§ **Task requirements**: Pull out each line of the data below that contains the string "screw", treating uppercase and lowercase letters as different.
==== Records ====
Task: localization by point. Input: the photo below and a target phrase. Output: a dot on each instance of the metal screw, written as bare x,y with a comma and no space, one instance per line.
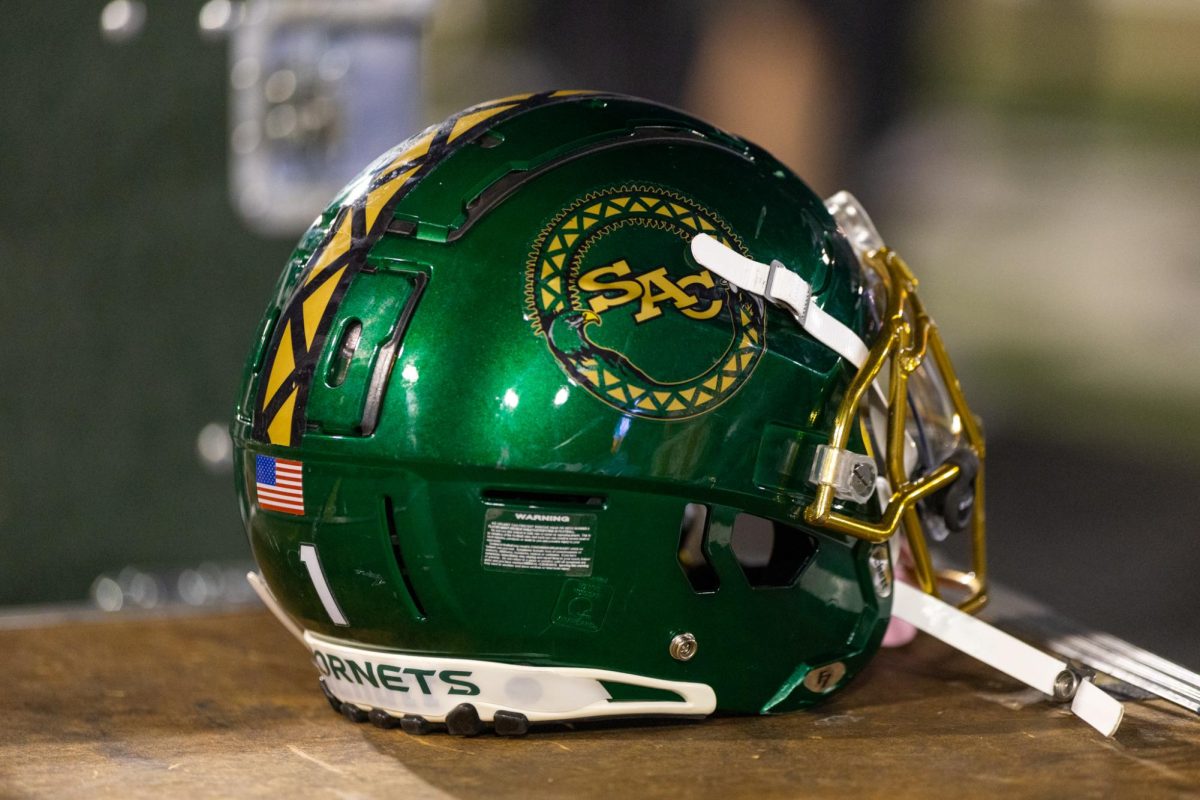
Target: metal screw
1065,685
683,647
880,565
====
§ **Solution**:
Task: localization by point. Input: the photo below and a target phrase. Output: a dot on each instance of the metal screw, written as bare x,y with a comma and no space, one instance per line.
Target: metal screw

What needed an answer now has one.